> Consigne
Poursuivez le texte sur la communion fraternelle à partir de sa dernière phrase.

3° - Une spiritualité de la communion fraternelle.

La communion fraternelle est la force tout à fait spécifique qui unit les chrétiens en une seule Eglise. La communion fraternelle plonge ses racines dans la foi qui rend les chrétiens frères et soeurs parce qu'ils ont un même Père, un même Maître et Sauveur, qu'ils ont reçu le même baptême et sont nourris de la même Eucharistie et de la même Parole. Cette communion crée une solidarité profonde et elle s'épanouit en amour fraternel. C'est par la communion fraternelle que les premiers chrétiens avaient "un seul coeur et une seule âme." (Actes 4/32).

S'il n'y avait pas cette communion, l'Eglise disparaîtrait aussitôt. Il est donc très important que nous développions une spiritualité de la communion fraternelle

Cette spiritualité sera une attention à tout ce qui fait l'unité des chrétiens, une lutte continuelle contre tout ce qui les divise, un regard qui donnera la priorité à tout ce qui est positif dans l'autre, plutôt qu'à ce qui est imparfait ou insatisfaisant.

Un des instruments de l'unité dans l'Eglise est le ministère confié par Jésus à Pierre et qui se continue maintenant dans celui du Pape. Ce ministère sera d'autant plus efficace que nous donnerons toute notre confiance au Saint Père et garderons envers lui une affection filiale. Mais une réflexion sur la communauté fraternelle doit aussi nous aider à développer des relations entre prêtres, diacres, évêques, ministres et fidèles qui soient de plus en plus fraternelles et empreintes de simplicité en même temps que de confiance et de soumission réciproques.

La communion fraternelle est aussi la clé d'un véritable oecuménisme. Entre les catholiques et les autres dénominations chrétiennes qui existent dans notre Polynésie, il n'y a pas une parfaite communion puisque sur un certain nombre de points notre foi diffère, mais il y a cependant une certaine communion puisque tous croient en un seul Dieu et Père, en un seul Maître et Sauveur, en un seul Evangile. Nous devons donc nous efforcer de développer avec tous des relations de plus en plus respectueuses et fraternelles.

> Données fournies
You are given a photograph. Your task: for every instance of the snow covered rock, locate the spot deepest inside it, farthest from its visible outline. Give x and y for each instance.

> Réponse attendue
La spiritualité de la communion fraternelle nous rendra attentifs à des paroles de Jésus telles que celles-ci : "Ce qui montrera à tous les hommes que vous êtes mes disciples, c'est l'amour que vous aurez les uns pour les autres" (Jean 13/35) ; "Qu'ils soient un pour que le monde croie que c'est Toi qui m'as envoyé" (Jean 17/21).

La spiritualité de la communion fraternelle nous conduit à bâtir la civilisation de l'amour. Essayons de bâtir cette civilisation dans toutes les cellules d'Eglise en commençant par nos familles, mettons notre coeur à transformer toutes les relations à l'intérieur de l'Eglise pour qu'elles soient de plus en plus conformes à ce que Jésus attend de nous. Cet effort nous préparera à changer aussi nos relations avec tous les autres hommes, à leur témoigner, avec beaucoup d'humilité, du respect, de l'amitié, de la compréhension. Nous essaierons aussi d'être attentifs à tous les laissés-pourcompte de la société, tous les exclus, tous ceux qui souffrent en nous rappelant que Jésus nous demande de Le reconnaître en eux.

 

Comment utiliser cette lettre ?

Cette lettre sans prétentions n'a pas d'autre but que de nous aider à construire un programme pastoral d'année en nous inspirant des propositions du Saint Père. Je souhaite que, dans les paroisses et les diverses communautés chrétiennes, des groupes de réflexion se constituent à l'initiative des responsables. Voici quelques questions qui vous aideront à conduire votre réflexion :

Premier point : contempler le visage du Christ

Comment , à votre avis, peut-on arriver à une lecture plus fructueuse de l'Evangile ?

Quelles sont les principales lacunes dans la foi des chrétiens qui vous entourent ? Comment pourrait-on aider les fidèles à approfondir leur foi ? Que pensez-vous de votre foi personnelle ?

La prière occupe-t-elle une grande place dans votre vie ? Quel type de prière ? Comment le silence fait-il partie de la prière ? Qu'est-ce que vous pensez d'une "Ecole de prière" ? Comment les Clarisses pourraient-elles nous aider à mieux prier ?

Voyez-vous d'autres moyens pour progresser dans la découverte du mystère du Christ ?

Que signifie pour vous l'incarnation de Jésus ? Avez-vous quelque chose à dire sur Jésus-Christ vrai Dieu et vrai homme ? Pensez-vous souvent aux souffrances supportées par Jésus ? Qu'est-ce que ses souffrances signifient ? Qu'estce que la pensée du Christ ressuscité et toujours vivant apporte à votre vie. Que pouvez-vous dire du coeur miséricordieux de Jésus ? Est-ce que sa présence dans l'eucharistie vous attire ? Pourquoi ?

Deuxième point du programme : bâtir une pastorale

Comment faire connaître et aimer le Christ ? Comment comprenez-vous l'imitation de Jésus ? Comment un simple fidèle peut-il arriver à la sainteté ?

Quels sont les principaux défauts des prières communautaires dans votre paroisse ou votre communauté ? Quels progrès peuvent être accomplis ?

Que faire pour que le jour du Seigneur soit mieux respecté ? quelles améliorations pourraient être faites pour que la messe soit vécue comme la célébration du mystère pascal, pour qu'elle soit en même temps plus vivante et plus joyeuse ?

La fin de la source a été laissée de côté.